This page provides a description of SIBiLS (Swiss Institute of Bioinformatics Literature Services). SIBiLS provide personalized Information Retrieval in the biological literature. Indeed, SIBiLS allow fully customizable search in semantically enriched contents, based on keywords and/or mapped biomedical entities from a growing set of standardized and legacy vocabularies. The services have been used and favourably evaluated to assist the curation of genes and gene products, by delivering customized literature triage engines to different curation teams. SIBiLS are freely accessible via REST APIs and are ready to empower any curation workflow, built on modern technologies scalable with big data: MongoDB and Elasticsearch.
SIBiLS cover MEDLINE and PubMed Central Open Access, daily updated. Contents are parsed, then enriched by nearly 2 billion of mapped biomedical entities from reference vocabularies (described here). Output are json, in JATS-BioC (for fetch) or native Elasticsearch (for search) formats. Today: 31,029,271 MEDLINE citations, along with 806,761,046 tagged bioentities / 2,923,386 PMC full-texts, along with 1,242,439,050 tagged bioentities.
They allow to retrieve annotated contents from MEDLINE or PMC Open Access. The input is a set of pmids, or pmcids (up to 1,000 per request). The output is a set of parsed and annotated contents, in both JATS and BioC formats. For MEDLINE citations, delivered and annotated fields include for example abstracts, or MeSH terms; for PMC full texts, paragraphs provided with their hierarchical level in the document structure, or figure captions. Annotations are delivered with many features including the type of the mapped entity (drug, gene, disease...), the vocabulary used, the vocabulary unique identifier and preferred term, or the mapping characters offsets.

### [INSTRUCTIONS]
**a)** Answer each question from the SIBiLS description.
(i) Which two technologies are SIBiLS built on?
(ii) How many PMC full-texts does the description report?
(iii) How many pmids or pmcids can one request include at most?
**b)** Write the next paragraph of the SIBiLS description, starting after its final sentence.
The records are material separate from the SIBiLS description.

### [DATASET RECORDS]
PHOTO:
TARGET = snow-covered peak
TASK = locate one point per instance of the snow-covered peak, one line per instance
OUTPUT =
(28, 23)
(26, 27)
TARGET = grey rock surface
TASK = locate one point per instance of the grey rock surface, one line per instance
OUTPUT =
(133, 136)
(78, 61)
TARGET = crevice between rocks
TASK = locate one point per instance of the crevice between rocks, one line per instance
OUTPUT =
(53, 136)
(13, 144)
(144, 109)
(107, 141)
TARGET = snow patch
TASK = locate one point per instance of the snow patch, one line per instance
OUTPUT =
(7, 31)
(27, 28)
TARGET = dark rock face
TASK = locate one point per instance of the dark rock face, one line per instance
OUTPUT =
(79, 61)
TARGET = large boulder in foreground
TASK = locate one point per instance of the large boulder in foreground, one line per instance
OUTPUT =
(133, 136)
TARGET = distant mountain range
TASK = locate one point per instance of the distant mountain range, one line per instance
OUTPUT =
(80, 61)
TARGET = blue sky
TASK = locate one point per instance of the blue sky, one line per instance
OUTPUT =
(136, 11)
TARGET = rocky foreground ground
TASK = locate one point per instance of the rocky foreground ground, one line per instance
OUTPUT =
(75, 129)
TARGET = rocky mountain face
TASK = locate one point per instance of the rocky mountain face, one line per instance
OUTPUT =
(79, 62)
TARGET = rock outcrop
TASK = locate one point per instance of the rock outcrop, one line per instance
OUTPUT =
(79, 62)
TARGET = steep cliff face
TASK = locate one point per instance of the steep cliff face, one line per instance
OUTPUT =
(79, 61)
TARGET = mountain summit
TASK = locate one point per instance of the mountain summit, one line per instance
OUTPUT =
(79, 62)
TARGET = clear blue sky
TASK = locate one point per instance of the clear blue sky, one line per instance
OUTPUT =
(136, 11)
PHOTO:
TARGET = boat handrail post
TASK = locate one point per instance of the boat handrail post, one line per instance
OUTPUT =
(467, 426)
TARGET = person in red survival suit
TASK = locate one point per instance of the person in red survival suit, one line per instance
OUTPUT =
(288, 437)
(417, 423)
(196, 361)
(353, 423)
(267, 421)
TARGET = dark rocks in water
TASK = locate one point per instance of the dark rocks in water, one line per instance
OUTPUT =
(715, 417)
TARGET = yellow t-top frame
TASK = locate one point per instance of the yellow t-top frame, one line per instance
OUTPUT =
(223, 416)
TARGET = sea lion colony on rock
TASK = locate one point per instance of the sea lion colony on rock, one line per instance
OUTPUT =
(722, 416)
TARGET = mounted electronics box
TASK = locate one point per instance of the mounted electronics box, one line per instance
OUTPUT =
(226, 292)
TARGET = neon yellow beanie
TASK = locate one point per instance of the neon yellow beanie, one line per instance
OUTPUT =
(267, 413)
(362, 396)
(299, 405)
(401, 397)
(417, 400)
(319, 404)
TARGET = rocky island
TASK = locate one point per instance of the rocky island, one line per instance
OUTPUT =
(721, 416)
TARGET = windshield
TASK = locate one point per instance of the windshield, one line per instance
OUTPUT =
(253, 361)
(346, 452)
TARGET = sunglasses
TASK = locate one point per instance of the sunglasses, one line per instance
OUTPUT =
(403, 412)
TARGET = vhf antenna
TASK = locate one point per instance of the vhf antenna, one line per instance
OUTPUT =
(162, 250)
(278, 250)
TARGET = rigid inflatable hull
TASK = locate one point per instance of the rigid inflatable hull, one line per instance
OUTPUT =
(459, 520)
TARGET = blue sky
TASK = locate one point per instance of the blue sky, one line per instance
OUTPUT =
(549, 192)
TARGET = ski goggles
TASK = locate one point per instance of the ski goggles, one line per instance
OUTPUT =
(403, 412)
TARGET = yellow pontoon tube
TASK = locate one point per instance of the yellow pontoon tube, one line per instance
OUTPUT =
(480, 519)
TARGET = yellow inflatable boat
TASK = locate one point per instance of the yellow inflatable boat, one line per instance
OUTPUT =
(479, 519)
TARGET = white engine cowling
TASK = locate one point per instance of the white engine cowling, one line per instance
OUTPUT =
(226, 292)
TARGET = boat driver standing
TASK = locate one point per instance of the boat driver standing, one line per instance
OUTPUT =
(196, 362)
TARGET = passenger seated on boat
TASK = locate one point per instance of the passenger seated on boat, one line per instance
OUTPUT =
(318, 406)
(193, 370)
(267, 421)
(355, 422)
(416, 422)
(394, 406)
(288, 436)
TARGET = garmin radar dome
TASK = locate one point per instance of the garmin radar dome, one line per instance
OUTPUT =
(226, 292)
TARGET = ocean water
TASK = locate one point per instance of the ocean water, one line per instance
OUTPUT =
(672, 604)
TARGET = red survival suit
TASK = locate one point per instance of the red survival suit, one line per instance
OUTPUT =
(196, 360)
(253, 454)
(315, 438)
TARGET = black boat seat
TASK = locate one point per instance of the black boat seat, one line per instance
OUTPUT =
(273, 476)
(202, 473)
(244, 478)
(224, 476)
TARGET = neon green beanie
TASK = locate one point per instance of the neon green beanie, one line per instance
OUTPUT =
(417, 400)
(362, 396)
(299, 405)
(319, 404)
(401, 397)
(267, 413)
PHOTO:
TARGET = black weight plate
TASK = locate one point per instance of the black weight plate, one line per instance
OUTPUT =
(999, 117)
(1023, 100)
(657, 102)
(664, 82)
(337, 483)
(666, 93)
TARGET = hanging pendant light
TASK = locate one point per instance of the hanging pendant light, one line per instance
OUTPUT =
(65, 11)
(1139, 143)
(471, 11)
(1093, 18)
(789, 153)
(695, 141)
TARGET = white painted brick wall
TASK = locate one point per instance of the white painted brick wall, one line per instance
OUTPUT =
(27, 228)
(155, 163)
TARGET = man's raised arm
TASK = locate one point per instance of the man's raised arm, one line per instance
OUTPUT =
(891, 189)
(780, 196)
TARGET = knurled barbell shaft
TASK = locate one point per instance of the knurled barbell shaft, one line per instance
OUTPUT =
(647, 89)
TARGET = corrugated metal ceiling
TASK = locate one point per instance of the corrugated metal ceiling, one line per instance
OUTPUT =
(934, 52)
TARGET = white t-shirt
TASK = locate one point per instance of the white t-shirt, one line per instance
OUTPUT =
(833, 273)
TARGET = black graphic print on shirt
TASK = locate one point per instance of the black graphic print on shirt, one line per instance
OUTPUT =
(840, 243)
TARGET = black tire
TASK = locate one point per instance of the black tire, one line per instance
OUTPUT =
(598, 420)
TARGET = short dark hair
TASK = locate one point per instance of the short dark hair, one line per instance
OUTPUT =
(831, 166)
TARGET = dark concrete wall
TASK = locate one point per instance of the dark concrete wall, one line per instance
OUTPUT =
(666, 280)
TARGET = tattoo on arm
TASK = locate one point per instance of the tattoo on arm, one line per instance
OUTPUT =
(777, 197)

### [RESPONSES TO THE EXERCISE]
**a)**
(i) MongoDB and Elasticsearch
(ii) 2,923,386
(iii) Up to 1,000

**b)**
They allow to perform a fully customizable search for valuable documents in MEDLINE or PMC Open Access. The power of these services is based on the efficiency of Elasticsearch engines, and on the rich Lucene query language, which allows to investigate a large panel of searching strategies. For example: basic search with keywords or entity identifiers (“ZBED1” or “NP_NX_O96006”), searches in specified fields (“figures_captions: ZBED1” or “tables: mapped treatments”), boosting fields or query parts, Boolean, exploiting identified concepts or identified concept types... The input is thus a Lucene json query. The output is the Elasticsearch ranked result set in its native json format; for each document (up to 10,000 per request), a relevance score and the indexed content.